Wherever pictures occur in the entries below, leave them out and retype the rest exactly.
--- Given records ---
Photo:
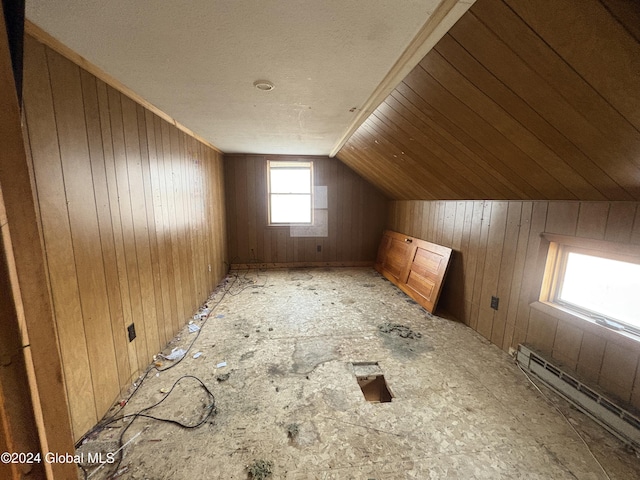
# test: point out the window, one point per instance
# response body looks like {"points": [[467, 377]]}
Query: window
{"points": [[290, 192], [596, 280]]}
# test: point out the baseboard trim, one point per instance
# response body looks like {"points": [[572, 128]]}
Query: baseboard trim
{"points": [[269, 266]]}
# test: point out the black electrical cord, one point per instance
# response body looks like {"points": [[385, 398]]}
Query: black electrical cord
{"points": [[103, 423], [226, 290], [142, 414]]}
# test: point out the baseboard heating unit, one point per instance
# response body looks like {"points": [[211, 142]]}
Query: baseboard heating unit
{"points": [[617, 420]]}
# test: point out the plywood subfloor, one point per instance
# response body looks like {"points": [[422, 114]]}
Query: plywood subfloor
{"points": [[461, 408]]}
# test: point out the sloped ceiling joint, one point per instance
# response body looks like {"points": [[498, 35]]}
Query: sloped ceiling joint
{"points": [[441, 20]]}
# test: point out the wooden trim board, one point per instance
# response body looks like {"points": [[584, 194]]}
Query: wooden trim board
{"points": [[442, 18], [55, 44], [253, 266]]}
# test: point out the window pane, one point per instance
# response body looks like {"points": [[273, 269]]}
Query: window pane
{"points": [[290, 208], [290, 180], [608, 287]]}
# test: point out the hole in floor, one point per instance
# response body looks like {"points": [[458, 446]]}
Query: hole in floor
{"points": [[374, 388]]}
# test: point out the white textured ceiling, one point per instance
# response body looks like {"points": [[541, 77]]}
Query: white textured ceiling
{"points": [[197, 60]]}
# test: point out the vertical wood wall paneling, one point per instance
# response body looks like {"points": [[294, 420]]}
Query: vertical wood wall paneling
{"points": [[132, 215], [503, 255], [109, 257], [357, 212], [33, 406], [47, 167]]}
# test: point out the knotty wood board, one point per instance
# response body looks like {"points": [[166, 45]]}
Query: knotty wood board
{"points": [[504, 256], [415, 266]]}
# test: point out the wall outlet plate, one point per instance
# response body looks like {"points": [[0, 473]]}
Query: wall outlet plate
{"points": [[494, 302], [132, 332]]}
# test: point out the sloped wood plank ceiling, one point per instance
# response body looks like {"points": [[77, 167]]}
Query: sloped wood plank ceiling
{"points": [[520, 100]]}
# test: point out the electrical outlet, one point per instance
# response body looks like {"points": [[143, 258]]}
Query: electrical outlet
{"points": [[132, 332], [494, 302]]}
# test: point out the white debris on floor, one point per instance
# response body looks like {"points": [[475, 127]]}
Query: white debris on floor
{"points": [[280, 353]]}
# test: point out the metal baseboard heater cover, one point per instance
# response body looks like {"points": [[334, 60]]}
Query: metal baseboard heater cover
{"points": [[615, 419]]}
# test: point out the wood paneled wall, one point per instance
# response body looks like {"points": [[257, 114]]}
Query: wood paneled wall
{"points": [[133, 220], [520, 100], [357, 212], [498, 251]]}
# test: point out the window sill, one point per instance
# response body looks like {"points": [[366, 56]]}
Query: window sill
{"points": [[586, 323]]}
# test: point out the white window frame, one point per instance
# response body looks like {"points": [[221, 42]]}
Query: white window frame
{"points": [[559, 248], [302, 164]]}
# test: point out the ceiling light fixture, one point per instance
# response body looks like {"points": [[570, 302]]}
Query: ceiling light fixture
{"points": [[264, 85]]}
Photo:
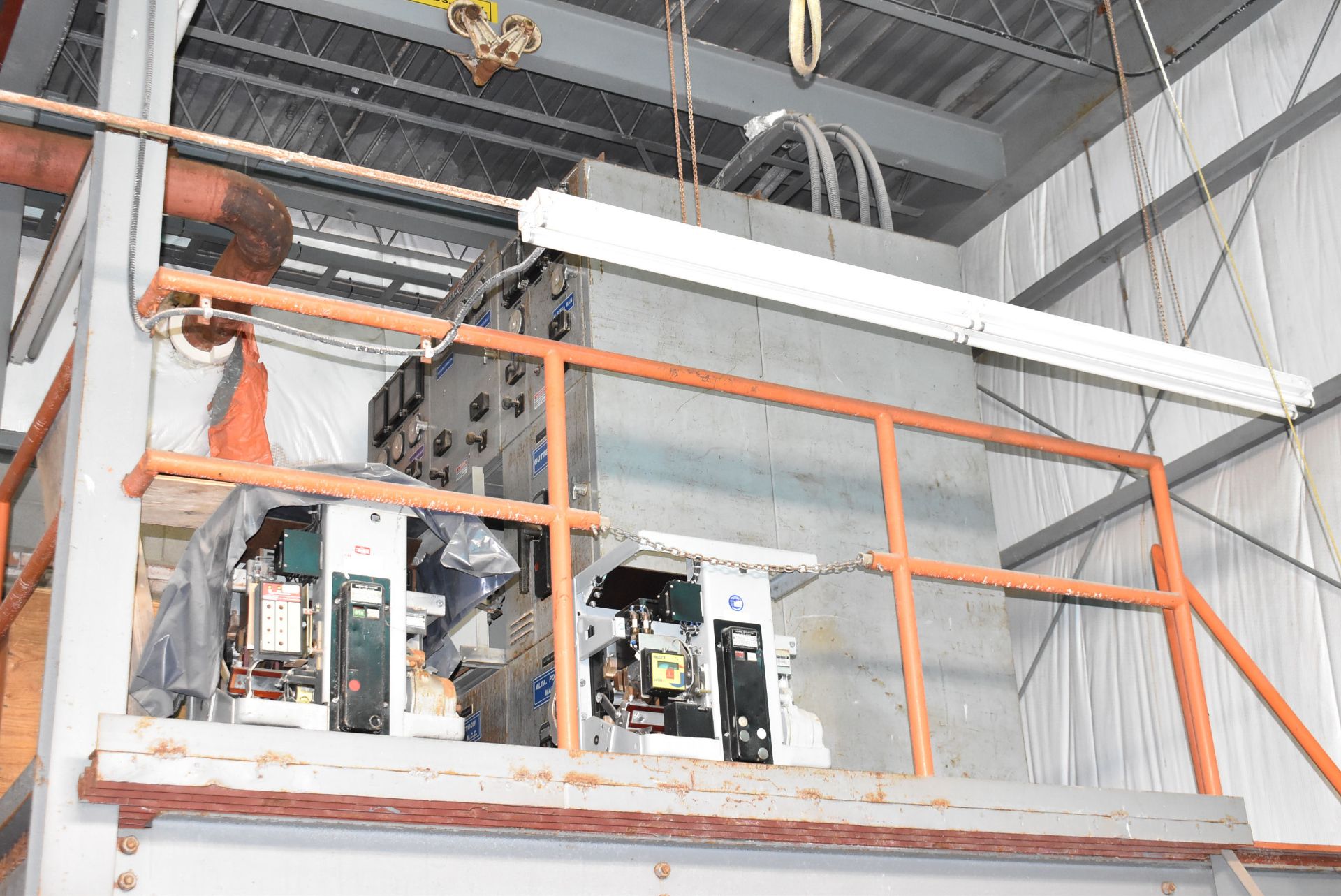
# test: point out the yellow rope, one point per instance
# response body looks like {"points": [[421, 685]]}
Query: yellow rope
{"points": [[1243, 294], [675, 113]]}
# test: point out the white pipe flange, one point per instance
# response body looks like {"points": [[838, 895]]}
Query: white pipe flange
{"points": [[193, 355]]}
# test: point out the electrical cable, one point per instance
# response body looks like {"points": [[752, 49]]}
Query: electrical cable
{"points": [[817, 203], [1238, 278], [877, 177], [1138, 175], [675, 115], [138, 179], [797, 35], [688, 102], [826, 163]]}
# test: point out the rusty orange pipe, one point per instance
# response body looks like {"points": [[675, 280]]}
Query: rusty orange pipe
---
• Output of the exercise
Photo:
# test: point out the window, one point per instance
# response body looks like {"points": [[467, 377]]}
Query: window
{"points": [[290, 192], [596, 280]]}
# test: point out the baseboard trim, one point per instance
# response body looks like {"points": [[572, 128]]}
Query: baseboard trim
{"points": [[269, 266]]}
# test: point out the black electrical cord, one point per instance
# response body looks like {"points": [[385, 398]]}
Query: black electrical cord
{"points": [[103, 423], [226, 290], [142, 414]]}
# test: point out the baseboard heating unit, one point per instance
# response body looks like {"points": [[211, 142]]}
Query: baseboard heating unit
{"points": [[617, 420]]}
# test: point out the plywood subfloor, one point per instance
# response body looks like {"points": [[422, 114]]}
Query: plywood subfloor
{"points": [[461, 408]]}
# test: point out the sloped ceiling joint, one point per instance
# response body looks like {"points": [[498, 35]]}
Query: sloped ceiling joint
{"points": [[441, 20]]}
# test: point out the wooden trim board, one point per instance
# response body looks like {"points": [[584, 194]]}
Query: wooden trim board
{"points": [[442, 18], [55, 44], [253, 266]]}
# test: point out the window pane, one point per instance
# response body looks like {"points": [[273, 269]]}
Query: window pane
{"points": [[290, 208], [290, 180], [608, 287]]}
# test: point out the hole in floor, one point per instance
# response body looks like {"points": [[458, 446]]}
Query: hole in floor
{"points": [[374, 388]]}
# test: point out the white textured ceiling, one point per instance
# response body looks like {"points": [[541, 77]]}
Query: white textured ceiling
{"points": [[197, 60]]}
# test: point out the vertical wood wall paneling, one point per instance
# response body looks like {"points": [[294, 420]]}
Query: vertical wood wall paneling
{"points": [[132, 215], [503, 255], [109, 257], [357, 212], [33, 406], [47, 167]]}
# test: point out the knotty wood board, one point per instance
# response body looks like {"points": [[166, 45]]}
Query: knotty wood board
{"points": [[504, 256], [415, 266]]}
# test: point out the wall outlet plate, one point per instance
# response body looks like {"points": [[0, 473]]}
Query: wall outlet plate
{"points": [[494, 302], [132, 332]]}
# test: point out the sloped wood plank ceiling, one point per instance
# response body looks like {"points": [[77, 167]]}
Query: sloped wood plank ceiling
{"points": [[520, 100]]}
# test: point out the electrical outlet, one point per instance
# response body looks like {"points": [[143, 258]]}
Query: electrical outlet
{"points": [[132, 332], [494, 302]]}
# test: point out the white debris on floor, one point per instance
# response body looks like {"points": [[475, 127]]}
Query: white debris on floor
{"points": [[280, 353]]}
# test: point out the metal baseboard heater cover, one point per instance
# response body looks like {"points": [[334, 60]]}
Query: metal baseboard heater cover
{"points": [[615, 419]]}
# test: point out the wood paneled wall, one point per instance
# response body looks like {"points": [[257, 114]]}
Query: wood paneled wall
{"points": [[133, 220], [520, 100], [357, 212], [498, 251]]}
# test: point out the window sill, one point per instance
# response body looks like {"points": [[366, 56]]}
Query: window sill
{"points": [[586, 323]]}
# test: point out the white window frame, one point per instance
# response body looks like {"points": [[221, 42]]}
Query: white window frame
{"points": [[559, 248], [302, 164]]}
# test: point out the ceiling light fixture, one point per instance
# response body looks like {"points": [[570, 302]]}
Query: ceiling light fixture
{"points": [[264, 85]]}
Photo:
# test: point out the yellow rope, one point per instance
# response body looks like {"points": [[421, 685]]}
Query: yellow rope
{"points": [[1243, 294], [675, 113]]}
# test: point out the white pipe flange, one point per instance
# response body looks like {"points": [[838, 895]]}
Query: white pipe flange
{"points": [[193, 355]]}
# test: point out the electrical cable, one point per instance
# response body looks like {"points": [[752, 49]]}
Query: electrical cable
{"points": [[817, 203], [1238, 278], [877, 177], [1138, 175], [675, 115], [138, 179], [797, 35], [688, 102], [826, 163]]}
# test: point out the rusty orange pipe, one point per instance
# response body looks like {"points": [[675, 280]]}
Query: rusty orange pipe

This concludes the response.